**WHAT IS EXPECTED**
Only the lines holding the string "green" are needed; copy each of them from the data.
::::
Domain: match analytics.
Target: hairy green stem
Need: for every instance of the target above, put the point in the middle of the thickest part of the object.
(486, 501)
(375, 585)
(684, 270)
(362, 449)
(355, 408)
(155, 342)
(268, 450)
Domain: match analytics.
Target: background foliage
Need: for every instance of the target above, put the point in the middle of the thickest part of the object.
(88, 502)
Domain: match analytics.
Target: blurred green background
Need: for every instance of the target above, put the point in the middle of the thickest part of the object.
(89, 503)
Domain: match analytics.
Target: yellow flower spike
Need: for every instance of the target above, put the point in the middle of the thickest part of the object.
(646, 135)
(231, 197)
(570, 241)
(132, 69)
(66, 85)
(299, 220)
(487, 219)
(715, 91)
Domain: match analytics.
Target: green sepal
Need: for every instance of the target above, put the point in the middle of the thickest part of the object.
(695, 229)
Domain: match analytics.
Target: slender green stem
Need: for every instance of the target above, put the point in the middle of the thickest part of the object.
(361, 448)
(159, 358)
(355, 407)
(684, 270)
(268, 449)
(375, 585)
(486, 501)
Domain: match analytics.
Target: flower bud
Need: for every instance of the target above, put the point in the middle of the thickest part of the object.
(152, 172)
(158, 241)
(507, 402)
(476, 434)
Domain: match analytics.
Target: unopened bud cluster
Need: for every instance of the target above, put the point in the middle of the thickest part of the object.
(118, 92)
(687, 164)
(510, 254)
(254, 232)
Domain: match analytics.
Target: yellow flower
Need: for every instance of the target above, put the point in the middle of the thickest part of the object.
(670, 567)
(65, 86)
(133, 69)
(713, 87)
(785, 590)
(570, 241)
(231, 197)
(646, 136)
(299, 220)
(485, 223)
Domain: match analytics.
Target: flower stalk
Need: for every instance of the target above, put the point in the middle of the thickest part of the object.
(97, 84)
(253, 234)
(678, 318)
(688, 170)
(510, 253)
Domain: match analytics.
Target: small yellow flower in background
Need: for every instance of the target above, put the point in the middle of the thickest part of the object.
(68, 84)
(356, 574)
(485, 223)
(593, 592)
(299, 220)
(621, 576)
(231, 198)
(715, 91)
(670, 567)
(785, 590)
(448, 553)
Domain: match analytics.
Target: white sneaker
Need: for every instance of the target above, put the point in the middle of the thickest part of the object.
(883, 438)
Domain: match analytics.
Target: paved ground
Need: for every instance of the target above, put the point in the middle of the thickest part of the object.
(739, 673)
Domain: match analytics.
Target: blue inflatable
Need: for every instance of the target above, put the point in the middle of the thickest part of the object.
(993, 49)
::::
**FINISHED TASK**
Target: hairy green stem
Target: blurred green background
Target: green sepal
Target: slender green stem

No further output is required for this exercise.